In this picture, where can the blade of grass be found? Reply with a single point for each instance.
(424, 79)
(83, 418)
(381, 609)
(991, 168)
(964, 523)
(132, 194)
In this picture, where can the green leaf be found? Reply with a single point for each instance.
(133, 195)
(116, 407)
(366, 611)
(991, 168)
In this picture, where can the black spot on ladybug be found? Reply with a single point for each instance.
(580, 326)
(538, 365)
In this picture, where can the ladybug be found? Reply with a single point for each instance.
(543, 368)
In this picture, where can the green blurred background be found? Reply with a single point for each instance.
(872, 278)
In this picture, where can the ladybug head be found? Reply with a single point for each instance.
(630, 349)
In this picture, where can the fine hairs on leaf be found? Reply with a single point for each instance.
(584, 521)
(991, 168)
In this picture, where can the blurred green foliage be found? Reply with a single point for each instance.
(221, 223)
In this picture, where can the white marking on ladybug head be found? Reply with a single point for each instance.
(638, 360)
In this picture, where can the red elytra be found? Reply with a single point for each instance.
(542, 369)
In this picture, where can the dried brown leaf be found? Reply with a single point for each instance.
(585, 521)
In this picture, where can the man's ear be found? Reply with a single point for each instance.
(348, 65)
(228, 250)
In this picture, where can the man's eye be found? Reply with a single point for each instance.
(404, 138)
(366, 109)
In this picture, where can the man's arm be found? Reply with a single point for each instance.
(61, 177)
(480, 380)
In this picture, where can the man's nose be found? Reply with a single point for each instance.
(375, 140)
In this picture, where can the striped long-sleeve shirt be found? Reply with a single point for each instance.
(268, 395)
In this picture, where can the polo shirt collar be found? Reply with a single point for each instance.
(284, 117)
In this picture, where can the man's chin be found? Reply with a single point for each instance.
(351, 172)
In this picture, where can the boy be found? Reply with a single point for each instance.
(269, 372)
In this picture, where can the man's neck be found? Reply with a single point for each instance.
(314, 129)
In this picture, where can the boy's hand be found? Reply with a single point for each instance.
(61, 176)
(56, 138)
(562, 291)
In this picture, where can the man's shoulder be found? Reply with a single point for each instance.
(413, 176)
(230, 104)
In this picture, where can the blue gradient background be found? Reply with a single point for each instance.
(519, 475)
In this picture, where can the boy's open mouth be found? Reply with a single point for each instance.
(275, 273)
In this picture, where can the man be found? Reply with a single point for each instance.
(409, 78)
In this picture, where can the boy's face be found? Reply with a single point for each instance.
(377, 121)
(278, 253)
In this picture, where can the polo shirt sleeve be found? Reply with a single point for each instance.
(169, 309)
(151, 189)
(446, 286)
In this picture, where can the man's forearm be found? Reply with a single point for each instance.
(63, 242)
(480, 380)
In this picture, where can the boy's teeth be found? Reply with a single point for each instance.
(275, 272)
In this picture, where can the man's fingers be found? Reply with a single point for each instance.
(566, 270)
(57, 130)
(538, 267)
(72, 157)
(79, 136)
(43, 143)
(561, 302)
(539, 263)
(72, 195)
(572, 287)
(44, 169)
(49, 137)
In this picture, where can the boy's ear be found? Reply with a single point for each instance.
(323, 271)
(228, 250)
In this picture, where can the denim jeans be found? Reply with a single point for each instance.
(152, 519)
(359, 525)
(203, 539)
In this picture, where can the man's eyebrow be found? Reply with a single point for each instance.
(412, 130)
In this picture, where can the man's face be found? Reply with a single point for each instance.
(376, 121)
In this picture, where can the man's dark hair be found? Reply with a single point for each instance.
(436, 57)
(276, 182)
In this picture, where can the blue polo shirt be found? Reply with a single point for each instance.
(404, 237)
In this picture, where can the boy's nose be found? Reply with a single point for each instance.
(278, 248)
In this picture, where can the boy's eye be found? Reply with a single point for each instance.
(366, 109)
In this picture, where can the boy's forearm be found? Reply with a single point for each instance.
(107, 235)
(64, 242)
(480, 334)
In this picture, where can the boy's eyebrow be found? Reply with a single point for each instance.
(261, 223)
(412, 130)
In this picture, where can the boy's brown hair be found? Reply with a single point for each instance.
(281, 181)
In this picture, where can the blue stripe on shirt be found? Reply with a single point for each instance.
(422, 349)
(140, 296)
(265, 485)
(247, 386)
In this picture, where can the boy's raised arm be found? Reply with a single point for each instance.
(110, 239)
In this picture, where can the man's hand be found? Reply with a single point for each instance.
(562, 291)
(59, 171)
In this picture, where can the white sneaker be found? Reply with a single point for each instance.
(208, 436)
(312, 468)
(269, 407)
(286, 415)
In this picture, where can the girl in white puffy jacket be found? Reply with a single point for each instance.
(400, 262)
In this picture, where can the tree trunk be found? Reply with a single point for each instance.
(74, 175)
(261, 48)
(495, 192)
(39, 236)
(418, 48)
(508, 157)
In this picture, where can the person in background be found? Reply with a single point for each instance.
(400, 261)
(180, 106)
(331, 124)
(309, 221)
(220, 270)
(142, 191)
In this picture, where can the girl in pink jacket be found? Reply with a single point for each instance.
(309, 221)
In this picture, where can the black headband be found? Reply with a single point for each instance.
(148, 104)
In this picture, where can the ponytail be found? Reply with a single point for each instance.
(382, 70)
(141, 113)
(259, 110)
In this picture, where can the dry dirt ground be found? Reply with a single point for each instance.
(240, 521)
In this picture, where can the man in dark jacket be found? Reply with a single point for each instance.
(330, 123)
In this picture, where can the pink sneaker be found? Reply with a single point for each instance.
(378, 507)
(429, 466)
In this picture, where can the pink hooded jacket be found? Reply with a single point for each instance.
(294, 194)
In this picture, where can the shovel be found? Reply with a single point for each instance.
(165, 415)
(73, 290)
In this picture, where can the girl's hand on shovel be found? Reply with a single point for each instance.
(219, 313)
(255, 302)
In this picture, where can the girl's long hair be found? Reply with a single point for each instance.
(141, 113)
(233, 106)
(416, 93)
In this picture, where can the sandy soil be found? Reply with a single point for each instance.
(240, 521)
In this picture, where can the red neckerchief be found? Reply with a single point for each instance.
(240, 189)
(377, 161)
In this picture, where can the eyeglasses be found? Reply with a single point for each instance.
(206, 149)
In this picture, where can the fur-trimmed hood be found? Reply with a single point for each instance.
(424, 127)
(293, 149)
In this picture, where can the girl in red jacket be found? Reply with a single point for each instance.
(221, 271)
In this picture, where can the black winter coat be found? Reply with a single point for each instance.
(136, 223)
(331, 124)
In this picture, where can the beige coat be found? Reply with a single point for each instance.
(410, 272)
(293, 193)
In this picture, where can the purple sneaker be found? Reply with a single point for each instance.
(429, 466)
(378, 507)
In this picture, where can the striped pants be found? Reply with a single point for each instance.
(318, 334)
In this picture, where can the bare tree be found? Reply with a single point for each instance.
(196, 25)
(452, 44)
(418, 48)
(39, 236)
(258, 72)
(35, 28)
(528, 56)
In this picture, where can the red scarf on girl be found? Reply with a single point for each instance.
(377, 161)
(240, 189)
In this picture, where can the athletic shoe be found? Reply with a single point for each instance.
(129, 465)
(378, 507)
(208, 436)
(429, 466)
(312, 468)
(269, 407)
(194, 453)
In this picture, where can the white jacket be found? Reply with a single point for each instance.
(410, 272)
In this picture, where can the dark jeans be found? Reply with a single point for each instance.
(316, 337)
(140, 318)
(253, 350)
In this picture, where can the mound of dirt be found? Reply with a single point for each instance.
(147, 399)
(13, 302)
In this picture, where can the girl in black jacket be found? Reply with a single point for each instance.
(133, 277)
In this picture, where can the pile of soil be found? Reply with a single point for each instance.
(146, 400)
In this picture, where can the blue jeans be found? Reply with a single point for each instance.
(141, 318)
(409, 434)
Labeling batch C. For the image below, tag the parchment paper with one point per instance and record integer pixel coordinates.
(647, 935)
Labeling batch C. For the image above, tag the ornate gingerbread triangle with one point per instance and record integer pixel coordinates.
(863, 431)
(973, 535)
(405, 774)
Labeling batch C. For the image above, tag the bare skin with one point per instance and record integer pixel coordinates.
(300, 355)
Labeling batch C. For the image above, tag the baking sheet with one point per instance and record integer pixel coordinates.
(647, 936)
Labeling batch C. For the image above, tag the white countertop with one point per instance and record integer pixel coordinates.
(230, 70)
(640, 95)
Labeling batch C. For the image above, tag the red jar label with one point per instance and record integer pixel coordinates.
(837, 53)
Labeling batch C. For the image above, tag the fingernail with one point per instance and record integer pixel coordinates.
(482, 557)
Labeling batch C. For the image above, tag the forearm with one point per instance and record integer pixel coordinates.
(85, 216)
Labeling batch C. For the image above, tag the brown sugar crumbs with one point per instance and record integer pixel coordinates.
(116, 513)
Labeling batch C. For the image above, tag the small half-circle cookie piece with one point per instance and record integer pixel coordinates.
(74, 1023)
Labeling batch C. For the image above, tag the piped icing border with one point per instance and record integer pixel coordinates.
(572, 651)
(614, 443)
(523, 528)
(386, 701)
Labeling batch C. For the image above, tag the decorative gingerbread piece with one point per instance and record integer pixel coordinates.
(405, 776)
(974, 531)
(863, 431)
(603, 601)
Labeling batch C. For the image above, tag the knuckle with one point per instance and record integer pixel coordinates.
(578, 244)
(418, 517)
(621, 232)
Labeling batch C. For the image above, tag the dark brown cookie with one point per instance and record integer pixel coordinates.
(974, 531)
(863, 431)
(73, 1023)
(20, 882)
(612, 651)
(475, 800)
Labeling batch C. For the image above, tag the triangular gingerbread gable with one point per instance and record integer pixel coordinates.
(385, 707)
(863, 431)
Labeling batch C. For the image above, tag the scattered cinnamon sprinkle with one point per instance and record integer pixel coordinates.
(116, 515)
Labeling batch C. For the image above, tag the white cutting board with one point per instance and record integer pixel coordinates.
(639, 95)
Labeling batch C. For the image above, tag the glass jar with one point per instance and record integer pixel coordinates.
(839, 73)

| WORK TO BE COMPLETED |
The answer must be the line containing "Labeling batch C. For the image above, tag the red" and every line after it through the end of the records, repeated exactly.

| REPLY |
Labeling batch C. For the image above, tag the red jar label with one point per instance and record integer pixel coordinates.
(837, 53)
Labeling batch C. For the image above, tag the fingernail with one point per instance and record integer pixel coordinates.
(482, 557)
Labeling batch C. For the image above, tag the forearm with one point per instance and record integer pixel coordinates.
(85, 216)
Labeling batch C. For the image above, tag the brown sugar crumbs with one point per instance and record integer pixel coordinates.
(116, 513)
Labeling batch C. For the image above, tag the small half-circle cookie piece with one point per instance and record integer pixel coordinates.
(74, 1023)
Labeling batch C. For the image above, tag the piped icing border with one point per instance and record integer pixel coordinates.
(572, 651)
(614, 443)
(523, 528)
(386, 701)
Labeling batch C. For the image above, tag the decorative gingerbread piece with one point per instance and record integer pixel coordinates.
(405, 776)
(974, 531)
(863, 431)
(603, 601)
Labeling batch C. For the image above, tag the knuckle with one point per instance and record integer pixel coordinates.
(578, 244)
(418, 517)
(621, 232)
Labeling batch C. For the image above, tag the dark brown cookie with one point per instance and record integer pixel coordinates.
(974, 531)
(863, 431)
(73, 1023)
(20, 882)
(612, 651)
(475, 800)
Labeling batch C. For the image above, tag the triangular gingerbread gable with one point per instance and record integer pixel coordinates.
(385, 707)
(863, 431)
Labeling batch C. For the image above, tag the scattered cinnamon sprinkle with one point per instance and record integer pixel coordinates.
(116, 515)
Labeling batch C. For the image above, tag the white cutting board with one point per instance and record integer pixel coordinates.
(639, 95)
Labeling batch C. For the image above, tag the glass jar with one point per instance and record integer pixel coordinates.
(839, 73)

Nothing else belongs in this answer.